Challenge A: Repeat the passage of the vintage watch article from "However, the legacy" up to and including "between his fingers.", word for word.
Challenge B: In the vintage watch article, what year does HMT's history as a Public Sector Undertaking begin?

Vintage watch-lovers group in Hyderabad aims to be a modern-day testament to the heritage we wear on our wrists. They are called ‘Golkonda Watch Lovers’, aimed to collect, preserve and promote the vintage watches of all eras for public awareness and promotions.
“My first memory with a vintage watch? Hmm, it has to involve my grandfather; he had quite a few remarkable ones,” says Tarun Oblum. Since 2016, the 27-year-old menswear accessory designer has nurtured a deep love for vintage watches, and it started with HMT, India’s first country-made watch brand which was also a Public Sector Undertaking by Government of India since its birth in 1961.
However, it went out of business when Titan and other battery watch brands came to the fore, which led to the untimely corporate demise of the appreciation for mechanism-driven watch engineering.
However, the legacy this name has left behind is remarkable and is seeing plenty of interest among Gen Y and Z folks in the city. “I can talk about vintage watches for hours. I’ve bought about six watches this month alone… and I love that there are a number of others in India, and in Hyderabad particularly, who feel the same way I do,” Tarun explains, as he twirls one of the watches carefully between his fingers.

Material:
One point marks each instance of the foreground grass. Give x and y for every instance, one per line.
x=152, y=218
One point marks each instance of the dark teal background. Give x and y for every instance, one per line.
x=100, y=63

Written answer A:
However, the legacy this name has left behind is remarkable and is seeing plenty of interest among Gen Y and Z folks in the city. “I can talk about vintage watches for hours. I’ve bought about six watches this month alone… and I love that there are a number of others in India, and in Hyderabad particularly, who feel the same way I do,” Tarun explains, as he twirls one of the watches carefully between his fingers.

Written answer B: 1961